Every record that follows should be printed verbatim.

--- WORKING DATA ---
-----
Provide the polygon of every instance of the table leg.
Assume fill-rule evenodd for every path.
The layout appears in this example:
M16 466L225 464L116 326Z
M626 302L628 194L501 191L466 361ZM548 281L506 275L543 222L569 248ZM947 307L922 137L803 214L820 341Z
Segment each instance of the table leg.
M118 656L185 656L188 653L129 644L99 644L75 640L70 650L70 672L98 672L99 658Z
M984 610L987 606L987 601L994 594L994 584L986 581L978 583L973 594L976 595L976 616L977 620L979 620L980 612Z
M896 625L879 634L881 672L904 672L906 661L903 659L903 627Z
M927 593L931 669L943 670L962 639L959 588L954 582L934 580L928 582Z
-----
--- RESPONSE TO THIS TASK ---
Provide the polygon of every instance of the table leg.
Assume fill-rule evenodd for every path.
The layout appears in this example:
M16 466L225 464L116 326Z
M626 302L628 194L501 191L466 361ZM548 281L506 275L543 222L569 248ZM947 307L922 137L803 214L820 341Z
Segment each instance of the table leg.
M118 656L185 656L188 653L129 644L99 644L75 640L70 650L70 672L98 672L99 658Z
M984 610L987 606L987 601L994 594L994 584L986 581L978 583L973 594L976 595L976 616L977 620L979 620L980 612Z
M896 625L879 634L881 672L904 672L906 661L903 659L903 627Z
M927 593L931 669L943 670L962 639L959 588L954 582L934 580L928 582Z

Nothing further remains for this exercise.